(WORK TO COMPLETE): Below is a listing; copy all of it exactly.

[Data extracted from a collection]
-- Start --
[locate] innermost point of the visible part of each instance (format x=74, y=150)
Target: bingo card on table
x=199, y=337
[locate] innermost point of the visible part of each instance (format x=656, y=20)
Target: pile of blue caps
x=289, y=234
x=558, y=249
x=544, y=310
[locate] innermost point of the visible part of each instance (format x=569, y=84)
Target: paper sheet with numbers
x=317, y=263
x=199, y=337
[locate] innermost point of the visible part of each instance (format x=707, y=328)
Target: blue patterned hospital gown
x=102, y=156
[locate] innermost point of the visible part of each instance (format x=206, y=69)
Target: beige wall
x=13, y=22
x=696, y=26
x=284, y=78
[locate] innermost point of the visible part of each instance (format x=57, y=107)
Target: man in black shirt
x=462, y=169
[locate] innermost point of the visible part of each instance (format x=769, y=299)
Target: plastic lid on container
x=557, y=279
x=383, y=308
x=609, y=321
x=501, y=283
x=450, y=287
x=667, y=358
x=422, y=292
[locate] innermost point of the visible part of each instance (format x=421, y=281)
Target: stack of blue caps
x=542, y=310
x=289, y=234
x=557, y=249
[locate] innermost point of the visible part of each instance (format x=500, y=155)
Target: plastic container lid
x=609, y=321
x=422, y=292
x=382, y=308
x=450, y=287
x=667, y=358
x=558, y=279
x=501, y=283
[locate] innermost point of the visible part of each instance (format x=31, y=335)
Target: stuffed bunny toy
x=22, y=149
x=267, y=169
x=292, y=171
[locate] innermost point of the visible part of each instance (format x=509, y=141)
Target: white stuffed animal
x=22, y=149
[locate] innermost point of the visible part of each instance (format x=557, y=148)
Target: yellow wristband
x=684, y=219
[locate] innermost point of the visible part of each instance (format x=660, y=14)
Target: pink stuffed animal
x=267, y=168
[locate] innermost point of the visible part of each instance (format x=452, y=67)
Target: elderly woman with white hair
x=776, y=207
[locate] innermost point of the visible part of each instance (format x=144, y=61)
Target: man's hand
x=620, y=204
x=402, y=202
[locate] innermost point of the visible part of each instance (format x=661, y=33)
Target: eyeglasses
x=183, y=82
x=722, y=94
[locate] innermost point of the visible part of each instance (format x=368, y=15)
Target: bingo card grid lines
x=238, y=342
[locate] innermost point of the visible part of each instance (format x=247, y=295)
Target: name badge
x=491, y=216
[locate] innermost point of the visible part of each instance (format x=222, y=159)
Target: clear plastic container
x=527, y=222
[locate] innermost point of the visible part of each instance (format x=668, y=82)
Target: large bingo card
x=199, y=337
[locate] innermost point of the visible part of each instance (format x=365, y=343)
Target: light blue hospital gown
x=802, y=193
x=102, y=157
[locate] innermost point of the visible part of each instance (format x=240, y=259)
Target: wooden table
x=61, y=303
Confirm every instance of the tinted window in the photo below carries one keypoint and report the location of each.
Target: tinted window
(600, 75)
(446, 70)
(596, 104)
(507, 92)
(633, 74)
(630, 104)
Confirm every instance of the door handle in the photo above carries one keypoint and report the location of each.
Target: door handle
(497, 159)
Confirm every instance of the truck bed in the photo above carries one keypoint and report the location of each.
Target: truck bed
-- End --
(CORRECT OUTPUT):
[locate] innermost point of the visible part of each instance (format x=74, y=150)
Target: bingo card on table
x=199, y=337
[locate] innermost point of the visible part of each instance (format x=656, y=20)
Target: pile of blue caps
x=289, y=234
x=558, y=249
x=544, y=310
[locate] innermost point of the visible part of each instance (format x=569, y=84)
Target: paper sheet with numbers
x=317, y=263
x=199, y=337
[locate] innermost point of the visible part of each instance (format x=707, y=328)
Target: blue patterned hospital gown
x=102, y=156
[locate] innermost point of the visible part of each instance (format x=206, y=69)
Target: beige wall
x=13, y=22
x=696, y=26
x=284, y=78
[locate] innermost point of the visible part of each instance (format x=57, y=107)
Target: man in black shirt
x=462, y=169
[locate] innermost point of the visible part of each instance (format x=769, y=299)
Target: plastic lid on container
x=557, y=279
x=383, y=308
x=609, y=321
x=501, y=283
x=450, y=287
x=667, y=358
x=422, y=292
[locate] innermost point of the visible part of each instance (format x=421, y=281)
Target: stack of blue caps
x=542, y=310
x=289, y=234
x=557, y=249
[locate] innermost point of the visible part of each instance (format x=500, y=155)
Target: plastic container lid
x=609, y=321
x=422, y=292
x=382, y=308
x=450, y=287
x=667, y=358
x=558, y=279
x=501, y=283
[locate] innermost point of the visible part of each instance (format x=31, y=335)
Target: stuffed bunny toy
x=22, y=149
x=267, y=169
x=292, y=171
[locate] innermost point of the visible part of each instance (format x=509, y=141)
Target: white stuffed animal
x=22, y=149
[locate] innermost point of the visible part of each instance (format x=557, y=148)
Target: yellow wristband
x=684, y=219
[locate] innermost point of the visible part of each instance (format x=660, y=14)
Target: pink stuffed animal
x=267, y=168
[locate] innermost point of the visible part of each instance (format x=452, y=67)
Target: elderly woman with white hair
x=776, y=207
[locate] innermost point of the visible part of each instance (format x=144, y=61)
Target: man's hand
x=620, y=204
x=402, y=202
[locate] innermost point of the visible part of each instance (format x=661, y=33)
Target: eyeglasses
x=183, y=82
x=722, y=94
[locate] innermost point of the visible part of each instance (format x=368, y=15)
Target: bingo card grid lines
x=238, y=342
[locate] innermost point of the visible part of each instance (format x=247, y=295)
Target: name badge
x=491, y=216
[locate] innermost point of the visible part of each instance (format x=222, y=159)
Target: clear plastic container
x=527, y=222
[locate] innermost point of the visible part of each instance (format x=668, y=82)
Target: large bingo card
x=199, y=337
[locate] innermost point of the visible part of each instance (format x=365, y=343)
Target: light blue hospital gown
x=802, y=193
x=102, y=157
[locate] innermost point of the visible part of each instance (format x=240, y=259)
Target: wooden table
x=61, y=303
Confirm every instance of the tinted window in the photo below carries one keypoint and report the location of each.
Target: tinted window
(600, 75)
(446, 70)
(596, 104)
(507, 92)
(633, 74)
(630, 104)
Confirm every instance of the door handle in the photo above carries one keypoint and report the location of each.
Target: door handle
(497, 159)
Confirm every instance of the truck bed in the photo above carries one keypoint and report the location of each.
Target: truck bed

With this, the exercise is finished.